BEGIN Study material

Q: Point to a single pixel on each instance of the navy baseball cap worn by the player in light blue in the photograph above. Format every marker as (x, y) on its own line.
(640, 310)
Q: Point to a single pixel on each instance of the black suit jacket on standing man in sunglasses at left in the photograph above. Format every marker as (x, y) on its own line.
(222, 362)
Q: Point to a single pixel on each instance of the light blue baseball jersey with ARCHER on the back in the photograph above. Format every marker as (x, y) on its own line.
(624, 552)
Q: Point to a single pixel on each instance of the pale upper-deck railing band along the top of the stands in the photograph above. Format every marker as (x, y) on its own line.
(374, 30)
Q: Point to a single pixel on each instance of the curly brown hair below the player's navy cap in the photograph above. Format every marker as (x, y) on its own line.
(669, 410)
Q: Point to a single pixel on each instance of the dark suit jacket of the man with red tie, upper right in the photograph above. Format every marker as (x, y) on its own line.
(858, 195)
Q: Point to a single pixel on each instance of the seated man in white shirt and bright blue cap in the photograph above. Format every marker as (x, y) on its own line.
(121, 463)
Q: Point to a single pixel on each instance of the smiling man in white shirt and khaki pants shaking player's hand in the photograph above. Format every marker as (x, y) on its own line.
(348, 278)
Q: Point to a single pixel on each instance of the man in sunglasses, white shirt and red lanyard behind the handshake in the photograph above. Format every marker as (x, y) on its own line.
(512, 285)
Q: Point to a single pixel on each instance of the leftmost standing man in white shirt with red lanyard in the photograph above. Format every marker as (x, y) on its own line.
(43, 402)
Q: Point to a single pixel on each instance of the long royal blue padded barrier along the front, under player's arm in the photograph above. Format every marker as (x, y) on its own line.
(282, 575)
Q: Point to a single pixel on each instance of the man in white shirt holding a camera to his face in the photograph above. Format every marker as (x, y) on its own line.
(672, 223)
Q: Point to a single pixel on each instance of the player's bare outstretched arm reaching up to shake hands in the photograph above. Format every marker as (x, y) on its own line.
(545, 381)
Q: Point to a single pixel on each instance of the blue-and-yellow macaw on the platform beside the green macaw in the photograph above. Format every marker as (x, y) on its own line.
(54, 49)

END Study material

-- What you are asked to do --
Every line of the material above must be set down again exactly.

-- Task output --
Q: Point to a single pixel on each instance of the navy baseball cap worn by the player in light blue in the photograph above. Format every marker as (x, y) on its own line.
(640, 310)
Q: Point to a single pixel on each instance of the black suit jacket on standing man in sunglasses at left in the photograph above. Format every marker as (x, y) on its own line.
(222, 362)
Q: Point to a single pixel on each instance of the light blue baseball jersey with ARCHER on the back in the photograph above. Format every marker as (x, y) on its own line.
(624, 552)
Q: Point to a single pixel on each instance of the pale upper-deck railing band along the top of the stands in the photograph above. Format every marker as (x, y) on its own line.
(374, 30)
Q: Point to a single pixel on each instance of the curly brown hair below the player's navy cap in the photograph above. Format every marker as (x, y) on its own line.
(669, 410)
Q: Point to a single pixel on each instance of the dark suit jacket of the man with red tie, upper right in the photograph above. Format every marker as (x, y) on its own line.
(858, 195)
Q: Point to a single pixel on each instance of the seated man in white shirt and bright blue cap in the photograph above. Format every marker as (x, y) on its own line.
(121, 463)
Q: Point to a single pixel on each instance of the smiling man in white shirt and khaki pants shaking player's hand in the photograph above. Format every marker as (x, y) on its own line.
(348, 278)
Q: Point to a single pixel on each instance of the man in sunglasses, white shirt and red lanyard behind the handshake in the photograph above. Format every marker as (x, y) on its own line.
(512, 285)
Q: Point to a single pixel on each instance of the leftmost standing man in white shirt with red lanyard in the photograph above. Format every marker as (x, y) on its own line.
(43, 402)
Q: Point to a single pixel on each instance of the long royal blue padded barrier along the front, under player's arm in the photograph above. Format every marker as (x, y) on its own line.
(282, 575)
Q: Point to a single pixel on each instance of the man in white shirt holding a camera to his face in the photograph above. Format every marker as (x, y) on its own line.
(672, 223)
Q: Point to a single pixel on each instance of the player's bare outstretched arm reaching up to shake hands in the photograph above. Format every marker as (x, y) on its own line.
(545, 381)
Q: Point to a single pixel on each instance of the blue-and-yellow macaw on the platform beside the green macaw in the photograph above. Format every marker as (x, y) on its own line.
(54, 49)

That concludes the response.